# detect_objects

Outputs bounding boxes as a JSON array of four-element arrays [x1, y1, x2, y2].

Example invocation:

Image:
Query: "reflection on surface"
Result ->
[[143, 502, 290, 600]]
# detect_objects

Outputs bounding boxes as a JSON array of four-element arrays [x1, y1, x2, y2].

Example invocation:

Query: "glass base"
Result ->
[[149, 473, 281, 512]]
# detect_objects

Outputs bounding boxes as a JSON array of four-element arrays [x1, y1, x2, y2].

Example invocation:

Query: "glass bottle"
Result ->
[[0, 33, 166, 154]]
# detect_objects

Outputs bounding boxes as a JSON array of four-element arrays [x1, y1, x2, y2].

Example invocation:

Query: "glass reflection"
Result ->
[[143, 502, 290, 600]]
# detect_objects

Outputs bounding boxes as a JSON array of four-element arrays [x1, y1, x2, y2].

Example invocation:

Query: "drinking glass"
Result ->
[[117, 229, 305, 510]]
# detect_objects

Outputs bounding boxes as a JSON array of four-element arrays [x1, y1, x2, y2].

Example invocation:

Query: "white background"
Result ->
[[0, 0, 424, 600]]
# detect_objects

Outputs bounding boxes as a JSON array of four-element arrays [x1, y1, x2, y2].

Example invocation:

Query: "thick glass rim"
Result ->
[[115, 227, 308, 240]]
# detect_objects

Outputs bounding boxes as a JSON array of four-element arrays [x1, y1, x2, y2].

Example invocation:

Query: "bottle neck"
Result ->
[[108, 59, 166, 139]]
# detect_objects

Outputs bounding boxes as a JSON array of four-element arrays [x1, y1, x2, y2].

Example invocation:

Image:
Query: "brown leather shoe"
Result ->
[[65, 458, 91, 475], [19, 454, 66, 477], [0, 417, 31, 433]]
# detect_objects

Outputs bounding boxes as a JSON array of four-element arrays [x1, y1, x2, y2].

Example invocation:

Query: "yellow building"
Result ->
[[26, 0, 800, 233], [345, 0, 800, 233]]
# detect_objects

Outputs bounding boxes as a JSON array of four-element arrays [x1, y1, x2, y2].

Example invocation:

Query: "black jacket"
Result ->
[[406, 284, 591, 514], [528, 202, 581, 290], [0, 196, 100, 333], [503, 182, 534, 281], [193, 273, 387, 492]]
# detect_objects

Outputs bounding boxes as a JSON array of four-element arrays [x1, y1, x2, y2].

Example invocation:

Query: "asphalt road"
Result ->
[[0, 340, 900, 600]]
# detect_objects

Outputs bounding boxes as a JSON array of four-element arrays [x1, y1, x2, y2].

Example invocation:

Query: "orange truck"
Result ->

* * * * * * *

■ What needs to be done:
How many lines in the data above contain the string "reflection", counting case-sensitively? Give only the number.

■ Output of the task:
2